======== SUPPLIED ENTRIES ========

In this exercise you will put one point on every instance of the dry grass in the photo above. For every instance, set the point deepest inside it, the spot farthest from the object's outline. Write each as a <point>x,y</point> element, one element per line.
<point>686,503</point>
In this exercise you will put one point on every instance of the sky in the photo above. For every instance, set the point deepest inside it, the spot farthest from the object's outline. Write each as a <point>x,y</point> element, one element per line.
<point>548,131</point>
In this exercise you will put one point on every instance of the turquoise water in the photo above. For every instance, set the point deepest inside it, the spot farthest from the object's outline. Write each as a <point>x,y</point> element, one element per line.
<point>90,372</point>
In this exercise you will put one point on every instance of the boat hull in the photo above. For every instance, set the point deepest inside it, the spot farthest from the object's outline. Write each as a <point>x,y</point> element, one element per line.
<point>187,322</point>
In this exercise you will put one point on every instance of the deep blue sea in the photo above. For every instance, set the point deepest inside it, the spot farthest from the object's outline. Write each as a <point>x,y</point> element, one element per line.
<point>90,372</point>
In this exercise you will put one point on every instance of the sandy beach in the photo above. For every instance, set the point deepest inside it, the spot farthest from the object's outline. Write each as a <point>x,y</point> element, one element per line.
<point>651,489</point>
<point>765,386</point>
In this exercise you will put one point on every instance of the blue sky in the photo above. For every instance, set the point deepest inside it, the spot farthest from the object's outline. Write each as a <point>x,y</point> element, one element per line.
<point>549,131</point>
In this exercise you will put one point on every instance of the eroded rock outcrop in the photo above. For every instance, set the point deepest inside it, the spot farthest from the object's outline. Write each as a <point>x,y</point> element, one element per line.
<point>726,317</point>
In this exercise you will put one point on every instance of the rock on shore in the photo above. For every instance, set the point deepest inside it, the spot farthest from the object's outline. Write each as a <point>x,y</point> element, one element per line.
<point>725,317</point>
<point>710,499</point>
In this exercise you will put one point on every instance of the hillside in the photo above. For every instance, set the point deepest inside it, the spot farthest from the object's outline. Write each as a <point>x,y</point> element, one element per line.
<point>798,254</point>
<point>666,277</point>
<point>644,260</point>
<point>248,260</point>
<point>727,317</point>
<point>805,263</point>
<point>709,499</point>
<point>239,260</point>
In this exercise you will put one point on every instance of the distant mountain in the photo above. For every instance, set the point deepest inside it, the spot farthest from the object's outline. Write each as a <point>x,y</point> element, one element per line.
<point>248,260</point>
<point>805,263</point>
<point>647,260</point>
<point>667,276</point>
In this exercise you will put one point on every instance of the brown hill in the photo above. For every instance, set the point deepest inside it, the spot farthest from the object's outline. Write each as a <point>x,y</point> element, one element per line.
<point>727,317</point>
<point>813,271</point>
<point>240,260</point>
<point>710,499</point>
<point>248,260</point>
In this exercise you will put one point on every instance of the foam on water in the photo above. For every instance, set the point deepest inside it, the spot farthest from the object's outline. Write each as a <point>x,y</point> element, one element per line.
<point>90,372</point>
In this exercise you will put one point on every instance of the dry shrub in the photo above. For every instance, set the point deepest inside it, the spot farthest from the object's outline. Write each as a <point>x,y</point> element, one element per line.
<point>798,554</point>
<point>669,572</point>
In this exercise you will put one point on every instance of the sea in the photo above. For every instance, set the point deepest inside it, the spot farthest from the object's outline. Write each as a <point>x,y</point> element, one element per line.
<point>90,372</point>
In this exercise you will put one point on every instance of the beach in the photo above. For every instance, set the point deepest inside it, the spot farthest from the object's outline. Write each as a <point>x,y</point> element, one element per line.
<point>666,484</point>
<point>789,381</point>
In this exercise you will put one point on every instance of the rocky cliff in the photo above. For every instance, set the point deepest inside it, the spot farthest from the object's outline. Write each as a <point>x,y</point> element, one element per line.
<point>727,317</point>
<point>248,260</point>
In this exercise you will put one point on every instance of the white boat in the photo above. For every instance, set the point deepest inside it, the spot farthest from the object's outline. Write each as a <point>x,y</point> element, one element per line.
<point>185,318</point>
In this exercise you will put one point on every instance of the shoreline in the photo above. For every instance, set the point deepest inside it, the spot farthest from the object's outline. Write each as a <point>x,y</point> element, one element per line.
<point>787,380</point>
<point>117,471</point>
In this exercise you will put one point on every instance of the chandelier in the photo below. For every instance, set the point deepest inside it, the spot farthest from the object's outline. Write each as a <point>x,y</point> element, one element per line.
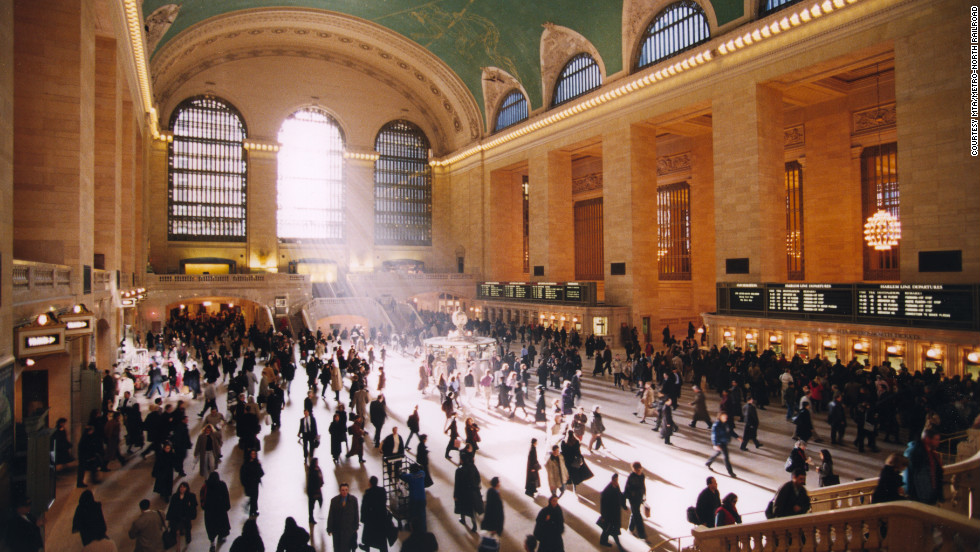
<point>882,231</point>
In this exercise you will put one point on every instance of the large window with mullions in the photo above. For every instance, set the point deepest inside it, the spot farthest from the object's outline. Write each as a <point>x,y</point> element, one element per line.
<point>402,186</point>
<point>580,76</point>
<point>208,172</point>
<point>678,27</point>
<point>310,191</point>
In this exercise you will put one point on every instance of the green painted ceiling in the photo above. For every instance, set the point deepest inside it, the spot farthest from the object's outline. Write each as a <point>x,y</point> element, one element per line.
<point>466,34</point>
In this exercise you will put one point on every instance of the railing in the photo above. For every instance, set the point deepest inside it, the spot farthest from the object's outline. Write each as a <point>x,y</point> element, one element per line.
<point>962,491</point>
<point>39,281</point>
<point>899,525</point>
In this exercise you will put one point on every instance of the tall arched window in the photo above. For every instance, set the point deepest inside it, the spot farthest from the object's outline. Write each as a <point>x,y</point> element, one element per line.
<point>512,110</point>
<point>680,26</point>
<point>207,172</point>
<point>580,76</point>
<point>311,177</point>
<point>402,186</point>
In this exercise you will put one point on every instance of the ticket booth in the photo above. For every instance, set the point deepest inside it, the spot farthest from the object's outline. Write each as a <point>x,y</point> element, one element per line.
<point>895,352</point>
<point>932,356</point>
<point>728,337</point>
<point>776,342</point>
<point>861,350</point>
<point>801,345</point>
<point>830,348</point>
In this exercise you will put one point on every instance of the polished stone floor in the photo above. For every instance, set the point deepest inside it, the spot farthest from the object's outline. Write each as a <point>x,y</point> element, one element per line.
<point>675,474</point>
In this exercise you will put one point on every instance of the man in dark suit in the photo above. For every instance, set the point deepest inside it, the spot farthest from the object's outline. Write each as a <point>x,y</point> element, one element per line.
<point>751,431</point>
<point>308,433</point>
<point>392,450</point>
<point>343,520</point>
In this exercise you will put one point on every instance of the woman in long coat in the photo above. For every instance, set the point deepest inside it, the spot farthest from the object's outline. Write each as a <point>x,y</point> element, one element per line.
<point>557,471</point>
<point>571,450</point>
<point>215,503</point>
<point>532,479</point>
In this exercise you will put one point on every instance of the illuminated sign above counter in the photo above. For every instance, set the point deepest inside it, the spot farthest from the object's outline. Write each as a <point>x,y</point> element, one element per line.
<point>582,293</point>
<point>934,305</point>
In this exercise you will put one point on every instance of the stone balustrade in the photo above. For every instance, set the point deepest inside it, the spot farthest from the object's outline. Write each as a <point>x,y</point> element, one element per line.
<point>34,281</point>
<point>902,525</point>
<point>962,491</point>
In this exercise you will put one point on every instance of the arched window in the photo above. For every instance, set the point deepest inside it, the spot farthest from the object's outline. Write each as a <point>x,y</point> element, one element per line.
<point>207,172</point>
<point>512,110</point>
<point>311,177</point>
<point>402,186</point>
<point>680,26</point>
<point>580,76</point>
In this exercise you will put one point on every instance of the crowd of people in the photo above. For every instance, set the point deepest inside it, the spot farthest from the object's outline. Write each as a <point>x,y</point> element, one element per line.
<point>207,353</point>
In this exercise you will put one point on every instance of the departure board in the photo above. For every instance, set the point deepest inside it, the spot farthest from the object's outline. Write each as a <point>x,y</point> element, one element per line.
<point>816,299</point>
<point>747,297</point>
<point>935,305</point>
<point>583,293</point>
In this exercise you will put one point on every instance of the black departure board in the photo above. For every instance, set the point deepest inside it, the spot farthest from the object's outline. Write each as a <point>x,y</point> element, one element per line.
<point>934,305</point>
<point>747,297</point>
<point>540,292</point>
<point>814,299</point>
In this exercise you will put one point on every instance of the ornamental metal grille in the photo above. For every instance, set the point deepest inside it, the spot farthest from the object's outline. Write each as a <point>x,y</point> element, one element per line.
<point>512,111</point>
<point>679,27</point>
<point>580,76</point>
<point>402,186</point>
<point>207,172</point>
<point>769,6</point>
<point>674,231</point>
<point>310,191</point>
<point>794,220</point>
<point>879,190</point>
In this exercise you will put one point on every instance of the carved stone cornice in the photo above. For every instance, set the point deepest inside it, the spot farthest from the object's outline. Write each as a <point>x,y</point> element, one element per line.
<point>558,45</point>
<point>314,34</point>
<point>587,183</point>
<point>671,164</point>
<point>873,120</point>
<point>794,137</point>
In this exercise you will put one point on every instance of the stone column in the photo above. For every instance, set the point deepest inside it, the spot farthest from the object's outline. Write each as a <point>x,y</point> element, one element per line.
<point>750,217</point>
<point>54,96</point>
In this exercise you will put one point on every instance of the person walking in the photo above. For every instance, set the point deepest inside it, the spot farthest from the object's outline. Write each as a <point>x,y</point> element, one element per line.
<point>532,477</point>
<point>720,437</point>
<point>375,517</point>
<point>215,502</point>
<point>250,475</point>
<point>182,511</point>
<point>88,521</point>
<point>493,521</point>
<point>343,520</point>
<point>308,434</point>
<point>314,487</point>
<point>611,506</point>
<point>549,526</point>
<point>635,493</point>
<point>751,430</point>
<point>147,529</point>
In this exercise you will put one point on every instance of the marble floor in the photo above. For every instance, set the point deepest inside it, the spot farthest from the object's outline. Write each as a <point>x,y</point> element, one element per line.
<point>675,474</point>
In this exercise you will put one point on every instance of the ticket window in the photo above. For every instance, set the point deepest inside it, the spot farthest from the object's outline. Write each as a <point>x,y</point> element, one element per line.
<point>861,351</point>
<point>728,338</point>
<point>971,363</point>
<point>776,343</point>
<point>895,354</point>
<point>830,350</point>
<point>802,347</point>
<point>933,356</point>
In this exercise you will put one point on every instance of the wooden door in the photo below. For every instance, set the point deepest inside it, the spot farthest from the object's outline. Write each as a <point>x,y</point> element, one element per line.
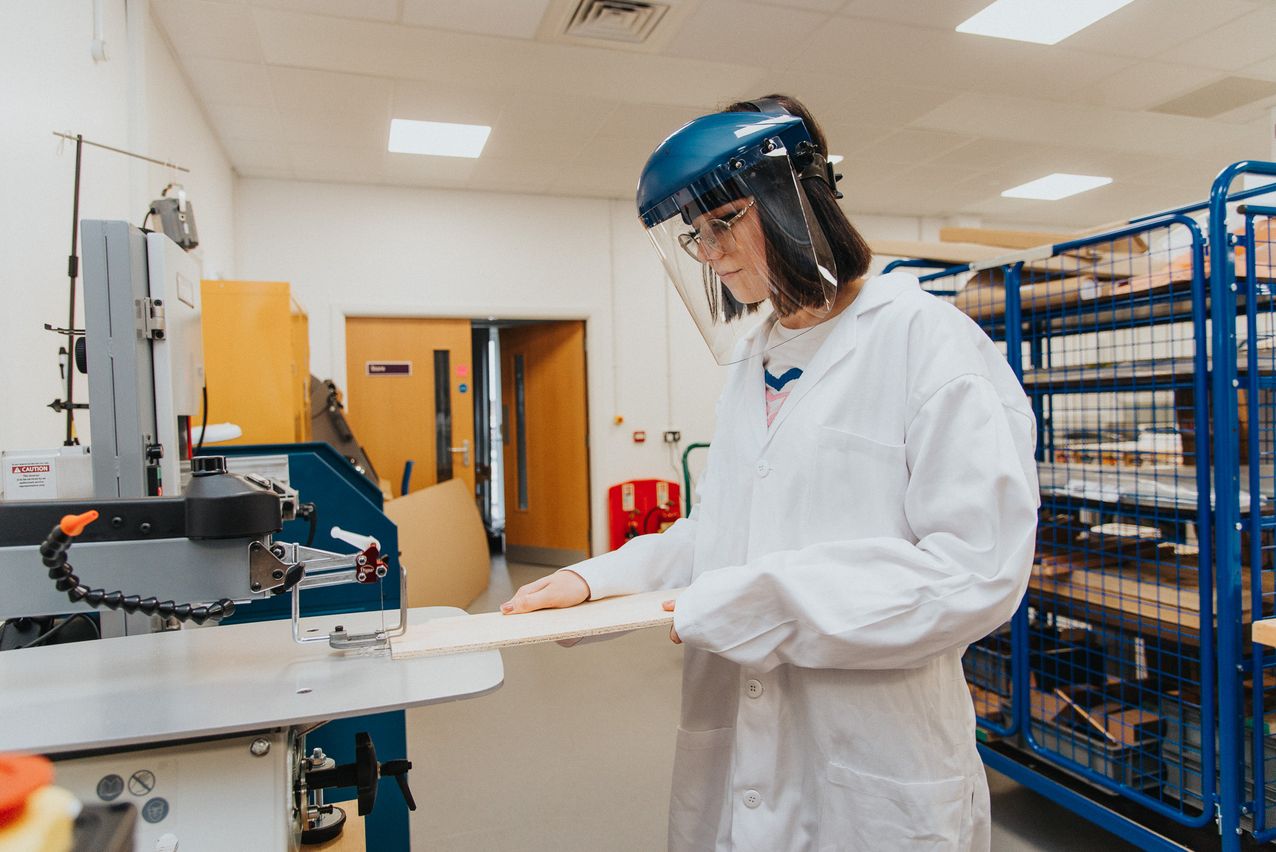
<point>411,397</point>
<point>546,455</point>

========

Beginning with the line where "of the marble" appears, restate word for word every line down to the last one in the data, but keep the pictures out.

ANSWER SECTION -
In this exercise you will put one point on every instance of the marble floor in the photo above. For every instance, set the point deepest inside it, the spot farthest from the object's outline. Write each as a <point>x,y</point> element, one element per line.
<point>675,474</point>
In this exercise you will put one point on every instance of the ticket window in the photo above. For every instance, set the point deepest inside it, the spot farthest from the object's outline. Write each as a <point>x,y</point> element, one element per line.
<point>861,351</point>
<point>728,338</point>
<point>971,363</point>
<point>776,343</point>
<point>895,354</point>
<point>830,350</point>
<point>802,347</point>
<point>933,356</point>
In this exercise you will put one point on every instance of the wooden door in the photo below. For every instance, set the point deepest inside it, the spot farthest from the object's outline. Write each as a <point>x,y</point> element, one element per line.
<point>411,397</point>
<point>546,455</point>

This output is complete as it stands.